▸ EXTRACT PROVIDED
-=-=-

Rich Amada..Notes..page1

Amada's notes

As long as we continue to reward plays that wallow in angst and have nothing to offer in the way of good, compelling storytelling, playwrights will have little incentive to challenge themselves to become better dramatic writers. Unfortunately, a lot of new plays which I have experienced -- including some highly lauded works -- have tended to disappoint me because the authors have assumed that their personal feelings about something are sufficient justification for a play. I respectfully disagree with that premise. A play is not an essay. It is not a soapbox on which the playwright stands to expound opinions and emotions, no matter how vigorously felt. A play is a dramatic representation of life, and life is not merely feelings. It is actions, as well.

-=-=-

▸ ENTRIES SUPPLIED
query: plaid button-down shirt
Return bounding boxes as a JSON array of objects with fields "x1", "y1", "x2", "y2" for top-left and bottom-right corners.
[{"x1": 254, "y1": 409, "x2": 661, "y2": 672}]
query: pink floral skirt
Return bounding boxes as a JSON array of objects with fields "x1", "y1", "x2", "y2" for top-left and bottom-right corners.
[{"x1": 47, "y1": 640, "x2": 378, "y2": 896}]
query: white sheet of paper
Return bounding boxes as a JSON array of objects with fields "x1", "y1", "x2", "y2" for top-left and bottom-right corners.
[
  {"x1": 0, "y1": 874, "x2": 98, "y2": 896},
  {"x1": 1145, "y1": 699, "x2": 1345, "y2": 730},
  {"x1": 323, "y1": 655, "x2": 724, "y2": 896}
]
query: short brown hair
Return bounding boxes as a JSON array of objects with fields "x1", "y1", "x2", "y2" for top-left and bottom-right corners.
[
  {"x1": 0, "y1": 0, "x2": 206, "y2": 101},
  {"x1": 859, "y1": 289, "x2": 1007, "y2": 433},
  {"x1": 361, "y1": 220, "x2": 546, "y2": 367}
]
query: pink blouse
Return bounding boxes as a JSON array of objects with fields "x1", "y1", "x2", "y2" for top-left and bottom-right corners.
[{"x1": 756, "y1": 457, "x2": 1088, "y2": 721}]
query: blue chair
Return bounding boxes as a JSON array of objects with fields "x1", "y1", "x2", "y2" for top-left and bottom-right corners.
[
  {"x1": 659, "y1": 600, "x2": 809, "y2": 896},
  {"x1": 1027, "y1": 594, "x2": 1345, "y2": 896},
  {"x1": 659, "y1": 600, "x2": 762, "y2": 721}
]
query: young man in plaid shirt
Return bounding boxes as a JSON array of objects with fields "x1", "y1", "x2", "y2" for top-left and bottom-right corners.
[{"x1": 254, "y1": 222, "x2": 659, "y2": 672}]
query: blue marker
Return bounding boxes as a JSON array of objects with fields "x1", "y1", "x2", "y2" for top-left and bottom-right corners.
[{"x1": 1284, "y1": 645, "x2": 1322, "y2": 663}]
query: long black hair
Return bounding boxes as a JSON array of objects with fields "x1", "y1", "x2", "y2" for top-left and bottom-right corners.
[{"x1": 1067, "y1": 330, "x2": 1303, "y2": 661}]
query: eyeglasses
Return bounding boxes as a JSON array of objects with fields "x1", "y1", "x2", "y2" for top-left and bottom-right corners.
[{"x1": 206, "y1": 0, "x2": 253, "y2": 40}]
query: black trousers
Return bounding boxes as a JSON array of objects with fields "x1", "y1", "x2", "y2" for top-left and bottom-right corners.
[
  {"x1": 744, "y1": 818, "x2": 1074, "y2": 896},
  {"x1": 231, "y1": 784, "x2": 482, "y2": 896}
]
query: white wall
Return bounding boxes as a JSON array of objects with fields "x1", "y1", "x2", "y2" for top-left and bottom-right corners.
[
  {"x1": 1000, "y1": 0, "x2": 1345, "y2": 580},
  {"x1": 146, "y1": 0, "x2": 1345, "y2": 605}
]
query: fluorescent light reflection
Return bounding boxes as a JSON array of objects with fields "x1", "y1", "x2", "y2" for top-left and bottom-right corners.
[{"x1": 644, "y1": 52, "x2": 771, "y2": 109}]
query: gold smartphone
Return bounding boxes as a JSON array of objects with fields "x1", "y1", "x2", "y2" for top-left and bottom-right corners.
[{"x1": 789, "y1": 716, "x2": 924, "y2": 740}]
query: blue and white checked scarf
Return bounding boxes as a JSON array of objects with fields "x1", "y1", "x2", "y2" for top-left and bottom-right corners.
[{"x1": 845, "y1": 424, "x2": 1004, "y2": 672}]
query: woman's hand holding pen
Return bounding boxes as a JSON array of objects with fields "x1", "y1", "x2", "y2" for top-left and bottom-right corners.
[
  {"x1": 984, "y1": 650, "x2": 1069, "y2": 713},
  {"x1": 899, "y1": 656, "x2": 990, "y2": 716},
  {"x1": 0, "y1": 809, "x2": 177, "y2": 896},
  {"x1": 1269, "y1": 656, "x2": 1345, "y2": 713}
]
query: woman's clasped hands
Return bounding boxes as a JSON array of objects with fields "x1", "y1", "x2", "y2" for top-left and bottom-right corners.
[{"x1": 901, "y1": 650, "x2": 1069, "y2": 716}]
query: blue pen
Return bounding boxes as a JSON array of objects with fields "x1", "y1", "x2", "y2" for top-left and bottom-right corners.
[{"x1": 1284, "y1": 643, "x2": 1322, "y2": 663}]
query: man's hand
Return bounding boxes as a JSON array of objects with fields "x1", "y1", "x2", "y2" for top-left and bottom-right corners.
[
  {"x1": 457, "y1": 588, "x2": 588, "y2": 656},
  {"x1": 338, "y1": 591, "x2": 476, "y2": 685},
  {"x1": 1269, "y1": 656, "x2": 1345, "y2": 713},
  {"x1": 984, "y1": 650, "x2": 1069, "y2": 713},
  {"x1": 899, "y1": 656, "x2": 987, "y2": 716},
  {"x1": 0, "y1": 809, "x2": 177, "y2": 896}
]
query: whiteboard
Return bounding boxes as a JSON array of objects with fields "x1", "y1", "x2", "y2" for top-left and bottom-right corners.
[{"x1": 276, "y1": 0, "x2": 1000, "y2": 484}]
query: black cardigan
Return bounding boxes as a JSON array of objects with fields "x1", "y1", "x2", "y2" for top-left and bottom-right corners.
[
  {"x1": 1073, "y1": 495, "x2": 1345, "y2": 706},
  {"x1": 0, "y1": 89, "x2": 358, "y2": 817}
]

-=-=-

▸ REQUIRED WORK
Set down everything in the notes on playwriting from "Rich Amada..Notes..page1" down to "actions, as well.", word for word.

▸ CORRECT RESPONSE
Rich Amada..Notes..page1

Amada's notes

As long as we continue to reward plays that wallow in angst and have nothing to offer in the way of good, compelling storytelling, playwrights will have little incentive to challenge themselves to become better dramatic writers. Unfortunately, a lot of new plays which I have experienced -- including some highly lauded works -- have tended to disappoint me because the authors have assumed that their personal feelings about something are sufficient justification for a play. I respectfully disagree with that premise. A play is not an essay. It is not a soapbox on which the playwright stands to expound opinions and emotions, no matter how vigorously felt. A play is a dramatic representation of life, and life is not merely feelings. It is actions, as well.